23 Setembro 2020
“É como o movimento do gambito no xadrez, sabe? Você sacrifica um peão agora, mas para ganhar uma vantagem que você espera que lhe fará vencer depois. Nós, com o ambiente e as tecnologias, estamos fazendo a mesma coisa: estamos consumindo mais energia, mas o consumo de hoje pode ajudar a reduzir o impacto no futuro.”
A reportagem é de Davide Perillo, publicada em Eni.com, 21-09-2020. A tradução é de Moisés Sbardelotto.
Luciano Floridi, professor titular de Filosofia e Ética da Informação da Universidade de Oxford, onde dirige o Digital Ethics Lab, é um dos mais perspicazes observadores da infosfera e da vida onlife, expressões cunhadas por ele e que, não por acaso, se tornaram de uso comum para descrever um mundo no qual digital e físico – online e life – estão cada vez mais unidos, fundidos, difíceis de distinguir e de separar.
O Teatro Parenti de Milão organizou um ciclo de três encontros, o último dos quais foi adiado devido ao confinamento. Os dois primeiros, em fevereiro, esgotaram: um teatro lotado para discutir sobre high-tech e filosofia. O próximo será sobre a utopia digital e sobre a relação entre o verde e o azul, que remete ao título do seu último livro, publicado pela editora Raffaello Cortina. Ou seja, o ambiente e a tecnologia, que têm um vínculo muito próximo e muito material entre si. Mesmo quando se fala de energia, se é verdade que as TICs (Tecnologias da Informação e da Comunicação) já absorvem mais de 10% do consumo global de energia e, até 2030, vão superar em muito esse valor (dados da Enerdata).
“O impacto é enorme”, confirma Floridi: “Até mesmo nestes meses de confinamento e de desaceleração. Pensemos no smart working: muitos dizem: ‘Bom, se ficarmos em casa, também fazemos bem ao ambiente’, mas não é bem verdade. Trabalhar de casa continua significando manter ligados a luz, o computador, o ar-condicionado, mandar trazer as compras...”. Consumos que se deslocam, ao invés de se reduzirem.
“Mas são as tecnologias digitais como tais que queimam muito. As transações de bitcoin, por exemplo, exigem uma quantidade de energia igual a 20% da demanda italiana ou igual ao total da República Tcheca. O machine learning e os algoritmos têm consumos alucinantes. Mas o lado bom é que todo esse uso de terabytes e terawatts deveria servir para melhorar a situação geral ao longo do tempo, se formos inteligentes.”
O gambito, então. Você o chama de risco calculado...
É claro. É da natureza do digital: permite fazer mais com menos. As vantagens, em longo prazo, compensam enormemente a desvantagem inicial, se o jogo for bem jogado. E a inteligência artificial, neste ponto, pode fazer muito. Há um universo inteiro de consumos desnecessários, desperdícios empresariais, comerciais, estruturais que está apenas esperando para ser derrubado.
Exemplos?

• DADOS APRESENTADOS
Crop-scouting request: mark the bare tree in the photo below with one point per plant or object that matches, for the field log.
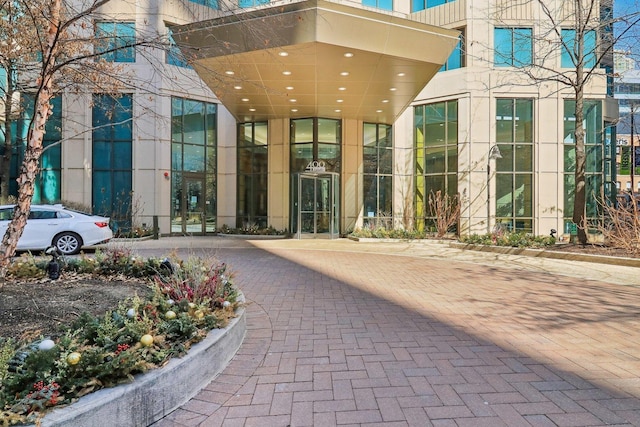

• INSTRUÇÕES DAS TAREFAS
1 > Na entrevista sobre ambiente e tecnologia, substitua "inteligência artificial" por "IA" no trecho que começa em "O gambito, então." e segue até "para ser derrubado.".
2 > Segundo a entrevista sobre ambiente e tecnologia, que parcela do consumo global de energia as TICs já absorvem?
3 > Prossiga a entrevista sobre ambiente e tecnologia a partir da última frase apresentada.
Os dados formam um material à parte, independente do texto da página.

• LISTA DE RESPOSTAS
1 >
O gambito, então. Você o chama de risco calculado...
É claro. É da natureza do digital: permite fazer mais com menos. As vantagens, em longo prazo, compensam enormemente a desvantagem inicial, se o jogo for bem jogado. E a IA, neste ponto, pode fazer muito. Há um universo inteiro de consumos desnecessários, desperdícios empresariais, comerciais, estruturais que está apenas esperando para ser derrubado.

2 > Mais de 10% do consumo global de energia.

3 >
Vou dar dois. Um é de alguns anos atrás, mas é tão imponente que dá uma ideia. Quando o Google pegou os algoritmos do DeepMind, o famoso software que derrotou os mestres do xadrez e do Go, e os usou para otimizar seu consumo de eletricidade, ele teve um corte de mais de 30%. Impensável. O outro são os carros elétricos, sobre os quais há uma dialética muito interessante a se acompanhar.
Em que sentido?
Os defensores da primeira hora diziam: “Que bom, eles funcionam com eletricidade e, portanto, não poluem”. Depois, a dúvida começou a surgir: “Sim, mas a eletricidade depende de como você a produz: se você usa carvão...”. É verdade. Mas há um terceiro passo: você recarrega o carro elétrico quando quiser. Ou, melhor, em geral você faz isso à noite. Reduzir a curva de picos na demanda de energia, espalhando-a em outros horários, oferece vantagens enormes. Aqui em Oxford, em casa, eu já tenho os dois medidores: noturno e diurno. Se você tiver o cuidado de deslocar o consumo e fizer isso em uma escala de milhões de usuários, isso fará uma diferença extraordinária.
Isso em relação ao consumo. Mas e quem produz a energia? Como e quanto o digital ajuda?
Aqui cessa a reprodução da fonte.